■ **Reading text**
>>>>>

G. P. Putnam’s Sons, 368 pages, $26
Firebug, arsonist, pyromaniac. Firewatcher. I remember watching the movie “Backdraft,” a movie which showed the mercilessness and beauty of fire. In the slowed-down footage, the fire looked alive and terrifying. The arsonist or arsonists in “Firewatching” aren’t just enamored of fires but at least one of them, if there is a "them," is trying to cover up something big.
We mystery readers are used to being suspicious of practically everyone. Usually the kind author gives us at least one person to hang onto, to be the sympathetic rack on which to hang our hat. In “Firewatching,” we have Detective Sergeant Adam Tyler and a flibbertigibbet named Constable Amina Rabbani. Are they good hatracks? DS Tyler is good at appearing sullen, and DC Rabbani alternately blushes and takes offense. They are adequate hatracks As an aside, most of the females in this book do not come off particularly well. They stutter and are easily flustered or they are no-nonsense.

<<<<<

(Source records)
>>>>>

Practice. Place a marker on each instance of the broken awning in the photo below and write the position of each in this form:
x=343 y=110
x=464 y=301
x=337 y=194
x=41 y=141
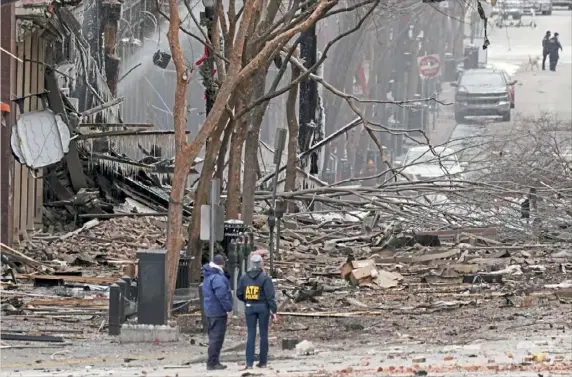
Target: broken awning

<<<<<

■ **What to work on**
1. Answer these questions about the Firewatching review:
(a) Which movie does the reviewer remember watching?
(b) What does DS Tyler appear good at?
(c) How many pages does the book have?
2. Pick up the Firewatching review after its last sentence and continue it.
These records come from a separate source.

■ **Exercise results**
1.
(a) "Backdraft"
(b) Appearing sullen
(c) 368

2.
A civilian with the police department, Sally-Anne, encourages Adam to get out more, find someone to love. She is larger than life and a lesbian. He is (see aforementioned “sullen”) quiet and gay. (Sally-Anne and Adam have an intriguingly odd communication problem.) She is thrilled when she talks him into a local pub night with other SYPLGBTSN (South Yorkshire Police Lesbian, Gay, Bisexual, and Transsexual Support Network) members and Adam finds someone engaging at the bar. And that, dear children, is how Adam met Oscar. Adam, however, has a difficult time with commitments, relationships, bonding because of his own terrible family issues. So, the next morning, it’s ta-ta to Oscar.
Adam has committed the ultimate police sin, revealed later in the book, and he has been consigned to the CID’s version of Siberia: the cold case files. He is dying to get back into actual, live CID work. His chance comes when the skeleton of notorious Castledene resident Gerald Cartwright, either a leading citizen or a gangster, is uncovered in the basement of his now run-down mansion. Adam forces his way into the cordoned off building, thereby compromising DC Rabbani who was not supposed to let anyone in. Her boss, Detective Inspector Jim Doggett, aka “the Yorkshire Terrier,” is livid, but strangely, soon both Adam and Rabbani are working on the Cartwright case.
While Adam Tyler is his own worst enemy, among the people on his side is DCI Jordan (the only woman who doesn’t appear to have aggravating issues) who has offered a modicum of protection to Adam after his “incident,” and managed to get Adam into cold cases. But even she may not be able to keep Adam out of trouble when it is revealed that Oscar is the absent son of Gerald Cartwright, who disappeared six years earlier.
The tangled web is woven when Adam doesn’t take advantage of an early opportunity to tell either Jordan or Doggett about his personal relationship, such as it is, with Oscar. So, darker, webbier, tanglier pages later, Adam is in a right pickle.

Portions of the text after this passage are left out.